_TO DO_: Retype the records below without alteration, starting with the line that contains "Where can the gesturing" and stopping after the line that contains "[[392, 187], [225, 269], [304, 196]]".

_LISTING_:
---

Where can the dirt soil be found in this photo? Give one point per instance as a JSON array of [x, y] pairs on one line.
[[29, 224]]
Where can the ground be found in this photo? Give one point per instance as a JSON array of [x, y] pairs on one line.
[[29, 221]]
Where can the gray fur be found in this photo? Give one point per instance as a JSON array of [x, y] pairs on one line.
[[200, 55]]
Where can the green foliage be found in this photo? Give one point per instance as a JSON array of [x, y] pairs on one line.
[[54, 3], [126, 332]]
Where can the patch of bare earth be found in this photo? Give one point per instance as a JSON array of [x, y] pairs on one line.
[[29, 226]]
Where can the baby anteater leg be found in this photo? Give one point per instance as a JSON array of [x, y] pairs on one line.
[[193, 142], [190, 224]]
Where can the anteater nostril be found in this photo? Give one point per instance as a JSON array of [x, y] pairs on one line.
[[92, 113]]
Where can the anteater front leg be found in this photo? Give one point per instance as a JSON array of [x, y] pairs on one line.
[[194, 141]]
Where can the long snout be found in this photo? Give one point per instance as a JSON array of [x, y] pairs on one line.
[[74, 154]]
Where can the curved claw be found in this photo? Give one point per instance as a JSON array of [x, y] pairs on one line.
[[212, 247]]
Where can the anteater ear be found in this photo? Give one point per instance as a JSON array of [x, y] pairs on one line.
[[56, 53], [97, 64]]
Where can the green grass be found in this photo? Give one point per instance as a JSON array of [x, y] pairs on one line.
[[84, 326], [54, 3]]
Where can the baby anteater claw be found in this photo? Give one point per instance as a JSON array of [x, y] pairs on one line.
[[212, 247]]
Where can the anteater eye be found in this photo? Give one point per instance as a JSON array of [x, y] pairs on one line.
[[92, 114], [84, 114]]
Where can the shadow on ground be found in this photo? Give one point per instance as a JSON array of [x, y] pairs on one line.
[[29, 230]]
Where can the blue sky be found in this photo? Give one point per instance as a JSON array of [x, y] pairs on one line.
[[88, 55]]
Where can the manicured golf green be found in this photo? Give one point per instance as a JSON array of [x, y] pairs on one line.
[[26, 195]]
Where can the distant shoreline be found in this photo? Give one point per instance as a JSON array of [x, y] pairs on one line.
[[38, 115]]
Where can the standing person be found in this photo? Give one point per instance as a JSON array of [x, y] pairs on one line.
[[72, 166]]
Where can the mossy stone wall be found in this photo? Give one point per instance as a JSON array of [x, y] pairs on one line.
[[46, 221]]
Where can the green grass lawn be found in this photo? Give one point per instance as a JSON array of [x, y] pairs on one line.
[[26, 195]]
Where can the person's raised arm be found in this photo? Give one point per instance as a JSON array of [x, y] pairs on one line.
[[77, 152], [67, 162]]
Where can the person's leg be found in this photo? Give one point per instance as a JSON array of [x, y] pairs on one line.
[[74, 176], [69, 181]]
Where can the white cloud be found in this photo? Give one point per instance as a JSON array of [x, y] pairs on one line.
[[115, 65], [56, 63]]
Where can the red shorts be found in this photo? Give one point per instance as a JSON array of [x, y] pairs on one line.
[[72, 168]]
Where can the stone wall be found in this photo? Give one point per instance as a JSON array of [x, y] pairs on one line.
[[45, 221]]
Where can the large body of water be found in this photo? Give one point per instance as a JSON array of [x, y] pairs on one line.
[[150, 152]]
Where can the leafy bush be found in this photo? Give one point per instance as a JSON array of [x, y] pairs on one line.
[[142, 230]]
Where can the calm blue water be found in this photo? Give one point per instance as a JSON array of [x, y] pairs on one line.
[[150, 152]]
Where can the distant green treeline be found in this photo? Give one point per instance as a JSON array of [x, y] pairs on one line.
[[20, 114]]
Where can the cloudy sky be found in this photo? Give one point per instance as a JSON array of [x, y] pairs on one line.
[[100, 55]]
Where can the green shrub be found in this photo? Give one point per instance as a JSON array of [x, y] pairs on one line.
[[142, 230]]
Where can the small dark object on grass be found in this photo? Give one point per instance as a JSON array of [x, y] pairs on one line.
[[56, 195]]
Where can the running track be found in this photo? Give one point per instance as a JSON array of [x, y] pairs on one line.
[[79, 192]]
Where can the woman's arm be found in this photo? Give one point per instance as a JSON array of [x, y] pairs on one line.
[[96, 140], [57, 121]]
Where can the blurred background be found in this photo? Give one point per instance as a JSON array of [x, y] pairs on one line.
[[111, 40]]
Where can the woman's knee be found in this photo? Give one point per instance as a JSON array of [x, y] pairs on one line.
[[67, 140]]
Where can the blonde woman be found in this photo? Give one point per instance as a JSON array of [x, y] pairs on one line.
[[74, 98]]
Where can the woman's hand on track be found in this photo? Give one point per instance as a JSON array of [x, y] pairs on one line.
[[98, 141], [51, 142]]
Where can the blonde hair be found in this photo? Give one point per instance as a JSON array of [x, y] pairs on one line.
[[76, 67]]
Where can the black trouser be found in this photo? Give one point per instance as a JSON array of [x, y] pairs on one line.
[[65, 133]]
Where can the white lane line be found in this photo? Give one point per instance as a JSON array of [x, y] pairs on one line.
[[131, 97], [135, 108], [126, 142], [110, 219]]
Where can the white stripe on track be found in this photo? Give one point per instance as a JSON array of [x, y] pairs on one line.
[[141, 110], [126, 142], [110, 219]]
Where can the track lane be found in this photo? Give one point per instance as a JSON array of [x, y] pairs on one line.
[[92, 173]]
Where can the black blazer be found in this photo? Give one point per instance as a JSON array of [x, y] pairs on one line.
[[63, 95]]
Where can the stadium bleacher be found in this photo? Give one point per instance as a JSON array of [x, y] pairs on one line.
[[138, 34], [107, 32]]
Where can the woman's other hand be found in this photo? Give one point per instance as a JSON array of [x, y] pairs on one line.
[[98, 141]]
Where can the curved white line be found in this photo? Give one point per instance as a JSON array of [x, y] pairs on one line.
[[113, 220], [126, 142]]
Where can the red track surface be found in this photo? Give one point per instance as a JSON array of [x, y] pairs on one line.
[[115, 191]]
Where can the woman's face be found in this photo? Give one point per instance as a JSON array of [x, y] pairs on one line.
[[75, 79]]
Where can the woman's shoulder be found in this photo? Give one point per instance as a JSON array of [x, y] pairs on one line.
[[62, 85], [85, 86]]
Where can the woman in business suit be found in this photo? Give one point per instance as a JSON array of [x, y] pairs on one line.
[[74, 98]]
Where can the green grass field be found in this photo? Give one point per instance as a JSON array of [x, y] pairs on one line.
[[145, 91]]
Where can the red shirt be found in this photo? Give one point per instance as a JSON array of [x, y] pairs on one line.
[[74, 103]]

---

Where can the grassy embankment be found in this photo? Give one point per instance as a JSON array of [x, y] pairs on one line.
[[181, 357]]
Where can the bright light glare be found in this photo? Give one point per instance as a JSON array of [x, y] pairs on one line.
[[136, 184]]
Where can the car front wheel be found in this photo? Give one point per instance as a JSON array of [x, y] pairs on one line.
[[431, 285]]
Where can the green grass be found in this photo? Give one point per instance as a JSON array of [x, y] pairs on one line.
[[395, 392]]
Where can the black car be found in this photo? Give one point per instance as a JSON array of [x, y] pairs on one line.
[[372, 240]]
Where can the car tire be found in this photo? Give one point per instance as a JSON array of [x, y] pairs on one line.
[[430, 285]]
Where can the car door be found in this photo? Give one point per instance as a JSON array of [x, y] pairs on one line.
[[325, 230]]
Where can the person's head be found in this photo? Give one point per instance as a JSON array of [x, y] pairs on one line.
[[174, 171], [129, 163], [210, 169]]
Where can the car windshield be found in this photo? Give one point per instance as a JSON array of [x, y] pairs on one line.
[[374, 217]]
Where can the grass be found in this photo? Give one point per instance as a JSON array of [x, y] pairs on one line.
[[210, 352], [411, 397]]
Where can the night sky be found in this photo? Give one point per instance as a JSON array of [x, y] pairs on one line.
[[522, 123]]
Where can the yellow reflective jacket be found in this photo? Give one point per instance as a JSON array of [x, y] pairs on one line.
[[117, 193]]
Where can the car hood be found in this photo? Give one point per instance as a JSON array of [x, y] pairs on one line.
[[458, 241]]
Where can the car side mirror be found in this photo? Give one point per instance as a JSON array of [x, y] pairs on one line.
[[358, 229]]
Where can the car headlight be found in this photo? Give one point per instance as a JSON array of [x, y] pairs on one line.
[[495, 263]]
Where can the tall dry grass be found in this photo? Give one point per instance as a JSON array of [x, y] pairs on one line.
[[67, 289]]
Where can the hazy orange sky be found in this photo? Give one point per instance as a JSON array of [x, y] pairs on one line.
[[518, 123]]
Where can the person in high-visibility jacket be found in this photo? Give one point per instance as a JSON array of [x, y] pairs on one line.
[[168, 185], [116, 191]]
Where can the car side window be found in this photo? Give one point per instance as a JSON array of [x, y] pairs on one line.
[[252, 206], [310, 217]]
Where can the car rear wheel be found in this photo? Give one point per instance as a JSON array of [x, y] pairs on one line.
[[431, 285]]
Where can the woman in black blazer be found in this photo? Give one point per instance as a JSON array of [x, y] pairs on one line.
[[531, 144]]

---

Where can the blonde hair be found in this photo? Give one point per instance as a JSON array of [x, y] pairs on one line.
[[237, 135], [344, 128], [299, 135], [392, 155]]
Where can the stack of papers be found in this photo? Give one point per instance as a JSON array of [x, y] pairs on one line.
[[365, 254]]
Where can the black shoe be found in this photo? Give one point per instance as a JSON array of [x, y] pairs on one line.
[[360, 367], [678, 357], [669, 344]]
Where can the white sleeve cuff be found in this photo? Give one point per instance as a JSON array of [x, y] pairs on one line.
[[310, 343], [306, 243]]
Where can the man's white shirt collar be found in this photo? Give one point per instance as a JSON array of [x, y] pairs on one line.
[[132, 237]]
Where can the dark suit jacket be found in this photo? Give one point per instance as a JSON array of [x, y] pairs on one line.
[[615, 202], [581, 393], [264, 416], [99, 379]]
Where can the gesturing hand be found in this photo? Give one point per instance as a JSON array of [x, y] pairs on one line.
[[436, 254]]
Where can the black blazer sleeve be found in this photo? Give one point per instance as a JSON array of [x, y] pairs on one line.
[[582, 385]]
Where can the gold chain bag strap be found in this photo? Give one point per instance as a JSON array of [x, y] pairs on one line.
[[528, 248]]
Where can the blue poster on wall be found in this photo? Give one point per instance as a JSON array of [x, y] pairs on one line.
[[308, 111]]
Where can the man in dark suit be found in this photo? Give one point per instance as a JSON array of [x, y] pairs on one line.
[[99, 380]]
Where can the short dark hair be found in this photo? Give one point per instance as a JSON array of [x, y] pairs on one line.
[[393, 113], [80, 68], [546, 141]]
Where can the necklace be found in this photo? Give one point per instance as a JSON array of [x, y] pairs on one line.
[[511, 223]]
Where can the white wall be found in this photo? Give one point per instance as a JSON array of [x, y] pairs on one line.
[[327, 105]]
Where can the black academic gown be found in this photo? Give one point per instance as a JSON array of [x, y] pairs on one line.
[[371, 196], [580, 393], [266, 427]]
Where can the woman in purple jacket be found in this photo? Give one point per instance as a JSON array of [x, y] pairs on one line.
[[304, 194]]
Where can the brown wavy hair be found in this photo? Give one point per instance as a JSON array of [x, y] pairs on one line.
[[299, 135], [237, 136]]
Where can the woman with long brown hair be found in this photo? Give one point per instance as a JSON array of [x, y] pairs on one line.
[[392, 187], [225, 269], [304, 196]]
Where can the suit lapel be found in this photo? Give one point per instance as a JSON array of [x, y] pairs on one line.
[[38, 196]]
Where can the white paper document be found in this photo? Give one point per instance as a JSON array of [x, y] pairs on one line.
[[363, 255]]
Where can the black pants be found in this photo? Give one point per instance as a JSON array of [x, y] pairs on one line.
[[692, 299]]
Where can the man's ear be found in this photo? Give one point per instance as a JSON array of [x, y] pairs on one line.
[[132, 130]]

---

_SOLVED EXERCISE_:
Where can the gesturing hand be found in this photo? Give one point per instance as a JSON array of [x, y] pairs on one line.
[[436, 254]]
Where can the black blazer sleeve be found in this photo? Give one point per instance as a JSON array of [x, y] pairs on one line.
[[582, 385]]
Where can the gold chain bag strap be found in this photo? Give one point per instance as a JSON array of [x, y] pairs on one line.
[[528, 248]]
Where can the blue poster on wall be found in this photo? Give one point per instance as a JSON array of [x, y] pairs on one line.
[[308, 111]]
Where can the man in dark suit be found in this photo? Give one point per instance as a JSON array of [x, y] pairs on one line.
[[99, 380]]
Where can the short dark hair be found in this photo? Give one point per instance as a JSON array of [x, y] pairs on one line.
[[393, 113], [80, 68], [546, 141]]
Where can the necklace be found in this photo? Give one point per instance as a JSON array of [x, y] pairs on one line.
[[511, 223]]
Where can the white wall be found in this photo? Give one point per instance as a JSON array of [x, y] pairs on one line.
[[327, 105]]
Where can the black academic gown be found in this photo? Give one point per instance as a JSON array of [x, y] pairs on one line.
[[371, 196], [580, 393], [266, 427]]
Where can the woman in purple jacket be found in this photo? Give one point per instance as a JSON array of [x, y] pairs on one line.
[[304, 194]]
Where can the brown wavy hair be found in this photo? Give one point per instance as a JSON array of [x, y] pairs on one line.
[[299, 135], [237, 136]]
Where can the woman with long brown hair be found in this photo? Give one point per instance as a JSON array of [x, y] pairs on one line.
[[392, 187], [225, 269], [304, 196]]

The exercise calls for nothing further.